On Thu, 08 Oct 2015 03​:12​:02 -0700, ilmari wrote​:

Or to put another way​: attributes with 'is required' should not need
an
initialiser even if the type has a :D smiley, and a :D type without an
initialiser should imply 'is required'.

The first and second examples below should be equivalent.

class { has Int​:D $.count }.new(count => 42)
===SORRY!=== Error while compiling <unknown file>
Variable definition of type Int​:D requires an initializer
at <unknown file>​:1

class { has Int​:D $.count is required = Int }.new(count => 42)
<anon>.new(count => 42)

And the error message should probably be this​:

class { has Int $.count is required }.new()
The attribute '$!count' is required, but you did not provide a value
for it.
in block <unit> at <unknown file>​:1

Rather than this​:

class { has Int​:D $.count is required = Int }.new()
Type check failed in assignment to $!count; expected Int​:D but got Int
in block <unit> at <unknown file>​:1

On Thu, 08 Oct 2015 07​:34​:43 -0700, FROGGS.de wrote​:

I don't think that we should mix two concepts here.

### Information supplied
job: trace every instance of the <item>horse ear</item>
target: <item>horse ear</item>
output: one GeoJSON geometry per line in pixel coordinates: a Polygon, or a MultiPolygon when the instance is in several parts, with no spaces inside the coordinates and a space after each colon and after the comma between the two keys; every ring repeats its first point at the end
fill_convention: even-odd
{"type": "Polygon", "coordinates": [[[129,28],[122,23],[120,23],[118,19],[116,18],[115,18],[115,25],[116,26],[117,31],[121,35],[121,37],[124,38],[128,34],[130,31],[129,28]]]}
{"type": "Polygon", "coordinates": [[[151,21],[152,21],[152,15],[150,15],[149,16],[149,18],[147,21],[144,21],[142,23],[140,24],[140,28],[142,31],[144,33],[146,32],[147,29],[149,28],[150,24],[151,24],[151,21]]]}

### Your tasks
a – According to the discussion, what should a :D type without an initialiser imply?
b – Do these statements agree with the discussion? (i) The first two code snippets shown are meant to behave the same way. (ii) FROGGS.de thinks the two concepts should be combined. (iii) Attributes with 'is required' should still need an initialiser when the type has a :D smiley.
c – Quote the discussion between "The attribute '$!count'" and "two concepts here.", inclusive.
The items have no connection to the discussion.

### List of solutions
a – It should imply 'is required'.

b –
(i) Yes: "The first and second examples below should be equivalent."
(ii) No: "I don't think that we should mix two concepts here."
(iii) No: "attributes with 'is required' should not need"

c –
The attribute '$!count' is required, but you did not provide a value
for it.
in block <unit> at <unknown file>​:1

Rather than this​:

class { has Int​:D $.count is required = Int }.new()
Type check failed in assignment to $!count; expected Int​:D but got Int
in block <unit> at <unknown file>​:1

On Thu, 08 Oct 2015 07​:34​:43 -0700, FROGGS.de wrote​:

I don't think that we should mix two concepts here.